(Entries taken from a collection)
══════════════════════════════

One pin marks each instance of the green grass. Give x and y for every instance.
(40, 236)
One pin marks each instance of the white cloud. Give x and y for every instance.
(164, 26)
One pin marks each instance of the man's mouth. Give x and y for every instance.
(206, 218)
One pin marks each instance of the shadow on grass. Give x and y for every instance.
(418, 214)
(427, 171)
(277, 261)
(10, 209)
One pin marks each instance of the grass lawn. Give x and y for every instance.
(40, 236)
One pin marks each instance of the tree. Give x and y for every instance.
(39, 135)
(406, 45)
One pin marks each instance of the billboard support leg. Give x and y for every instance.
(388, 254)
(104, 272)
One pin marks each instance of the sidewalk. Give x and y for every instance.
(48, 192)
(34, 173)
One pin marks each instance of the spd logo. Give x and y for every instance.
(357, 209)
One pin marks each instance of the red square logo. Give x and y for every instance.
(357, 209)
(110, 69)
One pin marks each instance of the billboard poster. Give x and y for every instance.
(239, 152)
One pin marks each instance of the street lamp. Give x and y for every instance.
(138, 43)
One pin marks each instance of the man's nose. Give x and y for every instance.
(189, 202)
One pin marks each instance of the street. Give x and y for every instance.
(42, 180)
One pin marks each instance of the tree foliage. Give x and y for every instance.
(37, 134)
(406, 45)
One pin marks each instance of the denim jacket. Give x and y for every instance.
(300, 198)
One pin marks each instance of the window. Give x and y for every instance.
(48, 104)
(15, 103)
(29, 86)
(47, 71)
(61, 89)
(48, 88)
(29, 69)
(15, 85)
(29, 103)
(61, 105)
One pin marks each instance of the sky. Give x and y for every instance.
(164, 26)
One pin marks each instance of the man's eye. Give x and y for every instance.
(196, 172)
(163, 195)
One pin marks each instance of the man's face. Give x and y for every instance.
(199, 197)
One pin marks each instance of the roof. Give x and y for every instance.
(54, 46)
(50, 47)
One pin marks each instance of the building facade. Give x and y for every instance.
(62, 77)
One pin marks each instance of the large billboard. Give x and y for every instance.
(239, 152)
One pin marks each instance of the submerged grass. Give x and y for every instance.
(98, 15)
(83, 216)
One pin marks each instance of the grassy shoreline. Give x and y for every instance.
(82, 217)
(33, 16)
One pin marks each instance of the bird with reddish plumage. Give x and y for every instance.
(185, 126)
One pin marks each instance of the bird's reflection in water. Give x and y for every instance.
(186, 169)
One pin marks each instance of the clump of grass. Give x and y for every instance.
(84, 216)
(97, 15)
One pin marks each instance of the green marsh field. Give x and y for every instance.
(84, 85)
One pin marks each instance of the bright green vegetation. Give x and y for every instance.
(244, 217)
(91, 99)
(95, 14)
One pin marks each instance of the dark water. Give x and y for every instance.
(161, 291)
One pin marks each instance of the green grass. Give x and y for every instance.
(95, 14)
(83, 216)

══════════════════════════════

◆ TASK PROMPT
Output every entry again, exactly as given.

◆ EXPECTED ANSWER
One pin marks each instance of the green grass. Give x and y for every instance.
(40, 236)
One pin marks each instance of the white cloud. Give x and y for every instance.
(164, 26)
One pin marks each instance of the man's mouth. Give x and y for every instance.
(206, 218)
One pin marks each instance of the shadow on grass. Give x and y for every instance.
(418, 214)
(427, 171)
(277, 261)
(10, 209)
One pin marks each instance of the grass lawn. Give x and y for every instance.
(40, 236)
One pin marks each instance of the tree. Give x and y for every instance.
(39, 135)
(406, 45)
One pin marks each instance of the billboard support leg. Give x and y for every instance.
(388, 254)
(104, 272)
One pin marks each instance of the sidewalk. Give x and y for every instance.
(48, 192)
(34, 173)
One pin marks each instance of the spd logo. Give x and y for every instance.
(357, 209)
One pin marks each instance of the red square logo. Give x and y for every instance.
(357, 209)
(110, 69)
One pin marks each instance of the billboard poster. Give x and y for every instance.
(239, 152)
One pin marks each instance of the street lamp. Give x and y for every instance.
(138, 43)
One pin marks each instance of the man's nose. Give x and y for every instance.
(189, 202)
One pin marks each instance of the street. Give x and y for every instance.
(42, 180)
One pin marks each instance of the tree foliage. Give x and y for every instance.
(37, 134)
(406, 45)
One pin marks each instance of the denim jacket. Give x and y for every instance.
(300, 198)
One pin marks each instance of the window. Give x and y for every instance.
(48, 104)
(15, 103)
(29, 86)
(47, 71)
(61, 89)
(48, 88)
(29, 69)
(15, 85)
(29, 103)
(61, 105)
One pin marks each instance of the sky. Give x and y for every instance.
(164, 26)
One pin marks each instance of the man's eye. Give x and y for every instance.
(196, 172)
(163, 195)
One pin marks each instance of the man's face. Give x and y for every instance.
(199, 197)
One pin marks each instance of the roof. Give x and y for every instance.
(54, 46)
(50, 47)
One pin marks each instance of the building facade. Give x and y for every instance.
(62, 77)
One pin marks each instance of the large billboard. Give x and y for every instance.
(239, 152)
One pin marks each instance of the submerged grass. Give x and y for every instance.
(98, 15)
(83, 216)
One pin marks each instance of the grassy shoreline. Give x and y for every instance.
(82, 217)
(33, 16)
One pin marks each instance of the bird with reddish plumage. Give x and y for every instance.
(185, 126)
One pin marks each instance of the bird's reflection in water. Give x and y for every instance.
(186, 169)
One pin marks each instance of the clump of grass. Give x and y for every instance.
(84, 216)
(97, 15)
One pin marks each instance of the green marsh field. Give x and y for every instance.
(84, 85)
One pin marks each instance of the bright green vegetation. Give x and y for every instance.
(244, 217)
(91, 99)
(95, 14)
One pin marks each instance of the dark water. Give x and y for every instance.
(161, 291)
One pin marks each instance of the green grass. Give x and y for every instance.
(95, 14)
(83, 216)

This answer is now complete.